◆ WORK TO COMPLETE ◆
a - In the forum post about Hail memory issues, how many samples does the group's current set contain?
b - Continue the forum post about running Hail, starting right after its last line.

Hi,
I am currently evaluating Hail as a new tool for data processing / pre gwas QC for our group at UoC.
We currently have a set of 41,388 samples, typed on the UKBB array, that we have computed relatenes for using our standard R pipeline.
We are inputting a set of 44,018 variants which we currently use as the “relatedness/ethnicity” set for this particular array.
We want to implement a hail pipeline and compare results on this set, but we are running into memory issues with the ld_prune() and pc_relate() methods.
Installed hail using the pip methodology and we initialising pyspark with the below parameters:
PYSPARK_SUBMIT_ARGS="–driver-memory 400g --executor-memory 400g pyspark-shell"
Here is a test workflow + output:
>>> hl.init()

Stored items
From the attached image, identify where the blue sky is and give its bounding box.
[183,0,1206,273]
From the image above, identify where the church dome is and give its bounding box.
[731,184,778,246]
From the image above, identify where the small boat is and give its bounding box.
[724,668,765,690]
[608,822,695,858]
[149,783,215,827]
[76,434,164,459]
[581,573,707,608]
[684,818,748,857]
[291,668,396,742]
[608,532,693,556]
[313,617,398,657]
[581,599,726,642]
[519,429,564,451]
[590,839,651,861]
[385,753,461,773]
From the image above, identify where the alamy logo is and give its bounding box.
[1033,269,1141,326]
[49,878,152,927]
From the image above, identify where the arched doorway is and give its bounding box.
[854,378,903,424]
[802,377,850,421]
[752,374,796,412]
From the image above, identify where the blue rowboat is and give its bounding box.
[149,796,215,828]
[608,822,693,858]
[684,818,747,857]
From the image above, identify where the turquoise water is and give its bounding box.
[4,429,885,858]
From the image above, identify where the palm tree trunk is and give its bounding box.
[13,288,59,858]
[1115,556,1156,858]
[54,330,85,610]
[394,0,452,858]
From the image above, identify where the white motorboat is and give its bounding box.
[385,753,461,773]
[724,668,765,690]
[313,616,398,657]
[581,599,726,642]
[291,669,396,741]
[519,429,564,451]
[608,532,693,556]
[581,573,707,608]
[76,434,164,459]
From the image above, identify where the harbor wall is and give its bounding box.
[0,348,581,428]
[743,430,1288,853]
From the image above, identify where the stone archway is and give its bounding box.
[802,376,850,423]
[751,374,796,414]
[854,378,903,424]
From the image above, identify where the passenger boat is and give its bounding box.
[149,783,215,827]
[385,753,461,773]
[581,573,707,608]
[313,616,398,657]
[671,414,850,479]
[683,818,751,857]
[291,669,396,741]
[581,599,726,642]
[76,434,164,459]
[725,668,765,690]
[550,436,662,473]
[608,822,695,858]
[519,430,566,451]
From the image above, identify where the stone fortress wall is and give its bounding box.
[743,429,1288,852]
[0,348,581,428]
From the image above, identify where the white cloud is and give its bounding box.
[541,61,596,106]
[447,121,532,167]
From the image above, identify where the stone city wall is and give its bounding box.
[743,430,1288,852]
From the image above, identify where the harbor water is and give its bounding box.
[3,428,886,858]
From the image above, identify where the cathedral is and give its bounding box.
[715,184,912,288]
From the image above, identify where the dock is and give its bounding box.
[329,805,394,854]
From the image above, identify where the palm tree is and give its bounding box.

◆ TASK ANSWERS ◆
a - 41,388 samples.

b -
20/01/16 10:20:28 WARN NativeCodeLoader: Unable to load native-hadoop library for your platform... using builtin-java classes where applicable
Using Spark's default log4j profile: org/apache/spark/log4j-defaults.properties
Setting default log level to "WARN".
To adjust logging level use sc.setLogLevel(newLevel). For SparkR, use setLogLevel(newLevel).
Running on Apache Spark version 2.4.1
SparkUI available at http://login-l-1.data.cluster:4040
Welcome to
__ __ <>__
/ /_/ /__ __/ /
/ __ / _ `/ / /
/_/ /_/\_,_/_/_/ version 0.2.30-2ae07d872f43
LOGGING: writing to /rds/project/who1000-1/rds-who1000-cbrc/Affy/projects/AIR/20190416.GWAS_analysis/re_genotyping/analysis_steps.v2/12.pca_on_everyone/salih_variants/hail-20200116-1020-0.2.30-2ae07d872f43.log
>>> mt = hl.read_matrix_table('AIR.hwe_filtered.salih_variants.mt')
>>> mt.count()
(41388, 44018)
>>> mt.describe()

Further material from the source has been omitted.